Return the lines below verbatim, without altering anything.

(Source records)
+ + +

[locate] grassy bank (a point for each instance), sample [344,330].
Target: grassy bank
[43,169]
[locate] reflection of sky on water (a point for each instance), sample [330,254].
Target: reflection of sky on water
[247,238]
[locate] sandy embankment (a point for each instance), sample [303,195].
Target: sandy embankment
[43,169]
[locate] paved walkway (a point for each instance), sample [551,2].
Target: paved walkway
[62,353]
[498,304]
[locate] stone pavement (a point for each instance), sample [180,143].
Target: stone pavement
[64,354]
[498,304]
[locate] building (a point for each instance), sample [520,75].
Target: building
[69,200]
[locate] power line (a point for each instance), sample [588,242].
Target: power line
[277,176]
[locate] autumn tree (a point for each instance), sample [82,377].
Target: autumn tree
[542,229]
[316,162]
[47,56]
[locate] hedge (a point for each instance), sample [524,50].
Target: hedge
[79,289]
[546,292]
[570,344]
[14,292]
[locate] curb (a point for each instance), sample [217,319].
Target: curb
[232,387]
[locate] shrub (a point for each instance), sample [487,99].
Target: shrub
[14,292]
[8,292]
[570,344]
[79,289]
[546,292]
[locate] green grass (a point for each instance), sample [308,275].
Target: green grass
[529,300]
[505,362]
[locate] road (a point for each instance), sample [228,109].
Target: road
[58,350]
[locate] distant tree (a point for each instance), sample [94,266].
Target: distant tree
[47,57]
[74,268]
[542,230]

+ + +

Result of this exercise -
[locate] grassy bank (a point for each instance), sample [344,330].
Target: grassy bank
[43,169]
[locate] reflection of sky on water (a point for each instance), sample [330,254].
Target: reflection of sky on water
[247,238]
[locate] sandy embankment (a point for each instance), sample [303,195].
Target: sandy embankment
[43,169]
[locate] paved walkway (a point for each instance), sample [551,2].
Target: paved walkway
[62,353]
[498,304]
[locate] stone pavement (a point for each instance), sample [180,143].
Target: stone pavement
[64,354]
[498,304]
[locate] building (a point for each instance), sample [520,75].
Target: building
[69,200]
[locate] power line (a point for each instance), sample [588,242].
Target: power line
[277,176]
[locate] autumn tree (a point for each instance), sample [82,377].
Target: autumn tree
[542,229]
[316,162]
[47,56]
[locate] hedge (a point for each instance), sample [524,50].
Target: hedge
[79,289]
[546,292]
[570,344]
[14,292]
[locate] curb (a point for each instance), sample [217,319].
Target: curb
[232,387]
[locate] shrub (a point for each instance), sample [487,99].
Target: shrub
[14,292]
[8,292]
[570,344]
[79,289]
[546,292]
[locate] green grass (a point for each instance), sample [308,275].
Target: green grass
[529,300]
[505,362]
[locate] road (a point for each instance), sample [228,109].
Target: road
[58,350]
[locate] distant tree (a point for each instance), sample [94,266].
Target: distant tree
[47,57]
[74,268]
[542,230]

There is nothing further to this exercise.